▶ _Exercise description_
Please render all the data below as a numbered list, one line per item, skipping blank lines and leaving out the pictures.

▶ _Raw data_
________________________________________
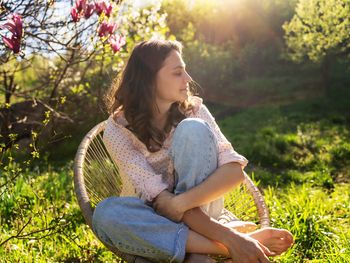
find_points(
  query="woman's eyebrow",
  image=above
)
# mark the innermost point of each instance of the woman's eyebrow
(180, 66)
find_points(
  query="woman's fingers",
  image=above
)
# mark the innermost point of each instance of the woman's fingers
(266, 251)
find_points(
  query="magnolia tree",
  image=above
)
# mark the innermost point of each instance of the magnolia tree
(55, 57)
(72, 40)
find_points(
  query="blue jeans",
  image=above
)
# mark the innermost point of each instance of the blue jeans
(135, 228)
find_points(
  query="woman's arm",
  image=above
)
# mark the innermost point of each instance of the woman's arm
(218, 183)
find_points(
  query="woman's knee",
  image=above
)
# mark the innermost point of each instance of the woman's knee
(193, 129)
(113, 210)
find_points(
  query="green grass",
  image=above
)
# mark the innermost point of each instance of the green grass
(300, 156)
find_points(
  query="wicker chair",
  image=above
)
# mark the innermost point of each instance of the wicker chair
(96, 177)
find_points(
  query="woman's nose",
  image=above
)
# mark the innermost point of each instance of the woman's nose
(188, 77)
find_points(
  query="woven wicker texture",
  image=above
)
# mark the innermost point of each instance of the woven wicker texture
(96, 177)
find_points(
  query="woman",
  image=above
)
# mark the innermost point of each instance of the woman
(167, 143)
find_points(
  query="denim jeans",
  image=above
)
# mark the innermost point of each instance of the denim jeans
(135, 228)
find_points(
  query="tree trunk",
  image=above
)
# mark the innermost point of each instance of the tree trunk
(326, 67)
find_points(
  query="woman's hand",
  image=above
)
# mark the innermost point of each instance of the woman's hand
(244, 249)
(165, 205)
________________________________________
▶ _Solution_
1. find_points(
2.   query="woman's eyebrow",
3.   image=above
4. )
5. # mark the innermost point of each instance of the woman's eyebrow
6. (180, 66)
7. find_points(
8.   query="woman's fingers",
9.   image=above
10. )
11. # mark the innermost point of each instance of the woman's fingers
12. (266, 251)
13. find_points(
14.   query="magnolia tree",
15.   image=above
16. )
17. # mark the innermost point of each instance of the magnolia tree
18. (55, 57)
19. (72, 40)
20. find_points(
21.   query="blue jeans",
22.   image=above
23. )
24. # mark the innermost point of each instance of the blue jeans
25. (135, 228)
26. find_points(
27.   query="woman's arm",
28.   image=above
29. )
30. # mark the innermost point of each instance of the woman's arm
31. (218, 183)
32. find_points(
33.   query="woman's knee",
34.   image=above
35. )
36. # mark the innermost point of each instance of the woman's knee
37. (193, 129)
38. (113, 210)
39. find_points(
40.   query="green grass",
41.   image=above
42. )
43. # mark the innermost point of each instance of the green grass
44. (300, 156)
45. find_points(
46.   query="wicker chair",
47.   image=above
48. )
49. # mark the innermost point of each instance of the wicker chair
50. (96, 177)
51. find_points(
52.   query="woman's nose",
53.   image=above
54. )
55. # mark the innermost point of each instance of the woman's nose
56. (188, 77)
57. find_points(
58.   query="woven wicker texture",
59.   image=above
60. )
61. # mark the innermost point of each instance of the woven wicker texture
62. (96, 177)
63. find_points(
64.   query="woman",
65.   image=above
66. )
67. # mark the innermost point of each instance of the woman
68. (167, 143)
69. find_points(
70.   query="denim jeans",
71.   image=above
72. )
73. # mark the innermost point of each instance of the denim jeans
74. (135, 228)
75. find_points(
76.   query="tree trunk",
77.   image=above
78. )
79. # mark the innermost point of each instance of the tree trunk
80. (326, 67)
81. find_points(
82.   query="woman's hand",
83.   image=above
84. )
85. # mark the innermost point of each instance of the woman's hand
86. (244, 249)
87. (165, 205)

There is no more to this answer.